I think that food transcends borders, and — especially when we travel — we shift the borders that remain into unrecognisable patterns. And so it follows that I don’t have a defining cuisine that reminds me of home, which that means that I’m not often homesick for flavours. Anyway, if I am, I can easily recreate them myself. A friend was recently bemoaning the lack of a good kosher shawarma place near her, and my first instinct was to find a recipe to send her. Will she make it? Maybe. Will it satisfy her craving? Hopefully. With trial and error, we can often recreate our food memories and thereby satisfy our nostalgia.
Of course, sometimes things simply taste better where you first had them or where you first had the best version of them.
My best version of a Kalamata olive was the one (okay, maybe a few more than one) I ate on a verandah in Greece, sipping a glass of ouzo with The Author in the gloaming, just before the mosquitoes came out for the night. Although I have had many good Kalamatas since then, none can match the sheer perfection of that experience, a full-on sensory combination of soft heat settling on our bare shoulders, the saltiness of the olive, the cicadas quieting down, the cold liquorice of the ouzo brightening the palate, the sun setting behind us. I brought a tin of olives home with us, but even though it was the same brand that we had that night, they weren’t the same. Until I go back to Greece, I will not have that good an olive again.
Conversely, a few years back, when I was still living in Vermont, I was talking to a woman who had the good fortune to spend a week in Italy. I hadn’t been there in a while, and I was looking forward to going again at some point, so (practically salivating, thinking of the risotto, fried artichokes, fresh pasta, grilled fish,abundant vegetables, magnificent cheeses, gelato…) I said something like, “Oh, I’ll bet it was great! How was the food!?” And she said to me, with complete disgust, “The food was terrible. I didn’t have a decent meal until I got to airport for my flight back. And the pizza! It was awful!”
She added, “Why are they even trying to make American food anyway?”
I’ve had many pizzas in my life, and I have liked almost all of them. I don’t have a perfect version of a pizza: sometimes I like the crust thin and crackly, sometimes I like a Chicago-style deep dish pizza (which was maybe what that woman was referring to?), and sometimes I like a traditional American pepperoni topping, sometimes something a little more daring. I suppose my pizza transcends borders. If you decide to make it, I hope you enjoy the trip!
makes one 11″x13″ pizza
A month ago, when I posted my very first blog, my friend Molly Mitchell Francis of the Shoreham Inn said, “While you’re at it – tell everyone they should be making their own pizza bases too. So simple, so delicious, so cheap.” She’s right.
Pizza is not complicated to make. Basically, you need to make a bread dough, and then you need to put some stuff on it and bake it. And the simpler your toppings, as with this broccoli pizza, the more they can really pack a flavour wallop.
Also, let’s get over this idea that pizza is unhealthy. It’s basically an open-faced cheese and tomato sandwich, with maybe a little bit of something else thrown in for extra flavour. How can that be bad?

[Information provided]

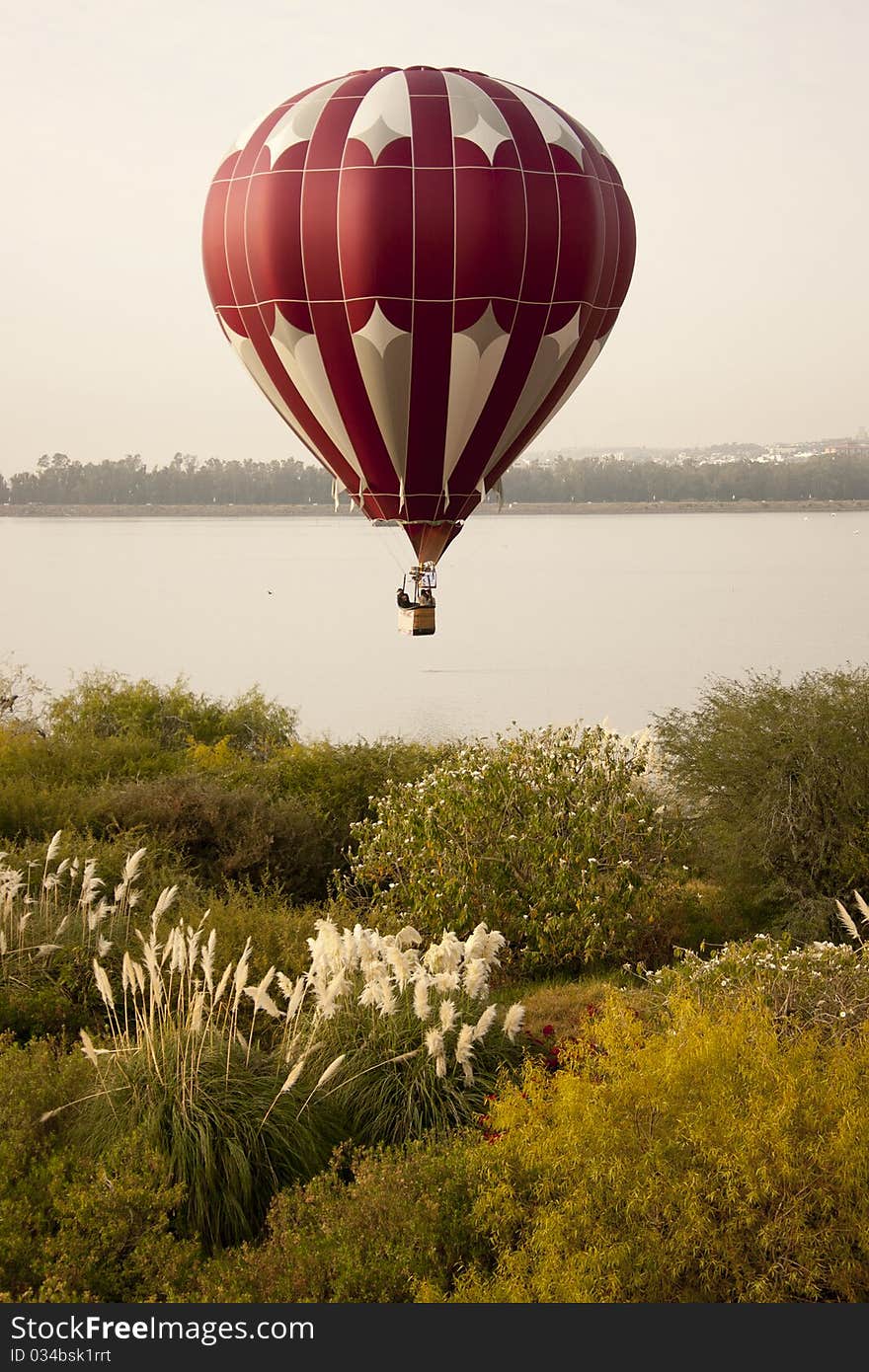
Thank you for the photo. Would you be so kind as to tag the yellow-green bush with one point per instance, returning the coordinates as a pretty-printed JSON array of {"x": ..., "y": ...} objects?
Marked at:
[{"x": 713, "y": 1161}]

[Requirement 1]
Decide whether each statement agrees with the essay on food and pizza. Answer yes or no for each, quoting the words of the essay that settle it.
(a) The writer brought a tin of olives home from Greece.
(b) The woman who spent a week in Italy enjoyed the pizza there.
(c) The writer has one perfect version of a pizza.
[Requirement 2] In the essay on food and pizza, where was the writer living when talking with the woman who had spent a week in Italy?
[Requirement 3] Write the next paragraph of the essay on food and pizza, starting after its final sentence.

[Exercise response 1]
(a) Yes: "I brought a tin of olives home with us"
(b) No: "And the pizza! It was awful!"
(c) No: "I don’t have a perfect version of a pizza"

[Exercise response 2] Vermont.

[Exercise response 3]
I often make a tomato sauce ahead of time, especially with a meat-based pizza, like pepperoni or bacon and onion. But this version really sings with the freshness of the tomatoes straight from the tin. Bizarre, I know. And whatever you do, please don’t be tempted to use fresh tomatoes unless they are at the height of the growing season. They won’t be very good, and then your pizza won’t be as good either. Also — and I have to stress this point — even though it seems like a a big to-do, the processing of the broccoli is very important for the resulting flavour. If it helps, think of the broccoli as the sauce.
Finally, for the record, this recipe is dead easy to make, even though the length of the instructions would suggest otherwise!
For the dough:
- 10 oz. warm water
- 1 tsp yeast
- 1 tsp sugar
- 500g (1 lb, or 2 cups) white flour*
- 1 tsp salt
For the topping:
- 400g (12 oz) tinned plum tomatoes, chopped, with the juice
- 375g (13 oz) fresh mozzarella cheese, sliced
- 1 head broccoli
- 4 cloves garlic, thinly sliced or minced
- crushed red pepper (aka chili flakes)
- 1/4 cup olive oil, plus a little more
- salt and pepper
Mix the water with the sugar and yeast and set aside to activate. Put the flour and salt in a mixing bowl (or the bowl of a stand mixer) and when the yeast mixture has started to bubble, stir it into the flour until incorporated. Then knead the dough (either by hand or in the mixer) for 10 minutes. For pizza, I like a slightly more slack dough, so I usually add another ounce or two of water at the beginning. If in doubt, remember that when it comes to bread dough, “wetter is better”.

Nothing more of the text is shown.